→ **WHAT THE TASK ASKS**:
Among the entries, find the lines with the string "black" and report them.

→ **MATERIAL FOR THE TASK**:

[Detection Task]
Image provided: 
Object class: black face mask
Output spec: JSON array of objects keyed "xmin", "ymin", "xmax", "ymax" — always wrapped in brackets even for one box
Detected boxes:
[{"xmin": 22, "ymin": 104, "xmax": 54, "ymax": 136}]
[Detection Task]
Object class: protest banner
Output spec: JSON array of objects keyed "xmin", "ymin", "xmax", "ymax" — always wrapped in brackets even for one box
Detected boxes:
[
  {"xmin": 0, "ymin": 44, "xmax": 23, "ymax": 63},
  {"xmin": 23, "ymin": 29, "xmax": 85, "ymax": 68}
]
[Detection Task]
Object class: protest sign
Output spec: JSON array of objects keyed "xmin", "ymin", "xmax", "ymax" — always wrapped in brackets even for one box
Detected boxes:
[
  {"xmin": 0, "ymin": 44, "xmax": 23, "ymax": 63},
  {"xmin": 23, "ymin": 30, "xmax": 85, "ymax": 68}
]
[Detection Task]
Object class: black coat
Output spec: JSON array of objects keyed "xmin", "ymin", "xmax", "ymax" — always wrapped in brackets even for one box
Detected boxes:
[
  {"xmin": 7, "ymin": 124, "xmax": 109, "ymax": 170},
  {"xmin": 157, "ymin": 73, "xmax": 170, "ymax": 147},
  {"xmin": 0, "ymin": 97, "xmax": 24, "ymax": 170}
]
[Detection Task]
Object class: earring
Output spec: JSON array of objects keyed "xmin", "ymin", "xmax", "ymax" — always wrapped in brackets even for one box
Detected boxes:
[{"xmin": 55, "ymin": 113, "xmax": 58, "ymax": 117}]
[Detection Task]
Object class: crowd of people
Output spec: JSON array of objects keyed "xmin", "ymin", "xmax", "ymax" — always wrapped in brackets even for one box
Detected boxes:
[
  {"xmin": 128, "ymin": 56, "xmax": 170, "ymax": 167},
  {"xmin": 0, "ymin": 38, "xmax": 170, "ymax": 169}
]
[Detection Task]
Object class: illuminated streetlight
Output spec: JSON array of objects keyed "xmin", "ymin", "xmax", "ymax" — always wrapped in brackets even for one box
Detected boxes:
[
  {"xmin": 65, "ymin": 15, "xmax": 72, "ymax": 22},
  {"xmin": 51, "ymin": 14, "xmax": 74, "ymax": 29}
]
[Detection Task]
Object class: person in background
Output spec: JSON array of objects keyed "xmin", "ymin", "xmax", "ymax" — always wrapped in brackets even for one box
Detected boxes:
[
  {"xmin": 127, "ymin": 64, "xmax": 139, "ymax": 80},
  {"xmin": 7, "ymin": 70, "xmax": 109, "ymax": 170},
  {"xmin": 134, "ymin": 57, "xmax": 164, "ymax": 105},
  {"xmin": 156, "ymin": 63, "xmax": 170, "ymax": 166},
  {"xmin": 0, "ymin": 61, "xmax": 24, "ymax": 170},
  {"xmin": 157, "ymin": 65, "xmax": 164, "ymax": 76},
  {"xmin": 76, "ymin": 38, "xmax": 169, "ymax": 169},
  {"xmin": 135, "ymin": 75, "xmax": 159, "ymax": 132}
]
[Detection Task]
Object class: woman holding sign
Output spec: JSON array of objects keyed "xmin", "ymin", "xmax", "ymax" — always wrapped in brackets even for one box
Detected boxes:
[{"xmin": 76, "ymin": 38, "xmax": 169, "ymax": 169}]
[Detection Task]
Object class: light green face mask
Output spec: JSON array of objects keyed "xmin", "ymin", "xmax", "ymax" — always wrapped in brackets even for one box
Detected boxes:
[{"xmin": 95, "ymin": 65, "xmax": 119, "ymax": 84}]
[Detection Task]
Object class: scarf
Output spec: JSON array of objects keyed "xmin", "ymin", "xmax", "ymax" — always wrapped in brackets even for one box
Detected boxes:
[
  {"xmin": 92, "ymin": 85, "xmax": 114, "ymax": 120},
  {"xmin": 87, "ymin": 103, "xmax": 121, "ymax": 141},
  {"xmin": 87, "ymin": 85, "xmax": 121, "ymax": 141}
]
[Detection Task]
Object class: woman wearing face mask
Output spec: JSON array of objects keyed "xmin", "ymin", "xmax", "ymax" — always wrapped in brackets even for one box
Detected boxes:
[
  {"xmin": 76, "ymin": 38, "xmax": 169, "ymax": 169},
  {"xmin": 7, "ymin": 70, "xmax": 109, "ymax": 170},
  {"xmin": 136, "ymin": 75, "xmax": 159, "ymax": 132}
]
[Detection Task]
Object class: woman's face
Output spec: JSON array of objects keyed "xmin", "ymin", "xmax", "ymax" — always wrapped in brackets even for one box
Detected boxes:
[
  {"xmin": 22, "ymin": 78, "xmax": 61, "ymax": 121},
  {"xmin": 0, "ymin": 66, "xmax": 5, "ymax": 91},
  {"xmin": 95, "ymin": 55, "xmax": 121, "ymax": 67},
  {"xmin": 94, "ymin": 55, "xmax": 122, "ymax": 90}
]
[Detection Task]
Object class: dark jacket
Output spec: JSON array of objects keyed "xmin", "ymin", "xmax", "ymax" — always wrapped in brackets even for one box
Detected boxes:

→ **SOLUTION**:
Object class: black face mask
Object class: black coat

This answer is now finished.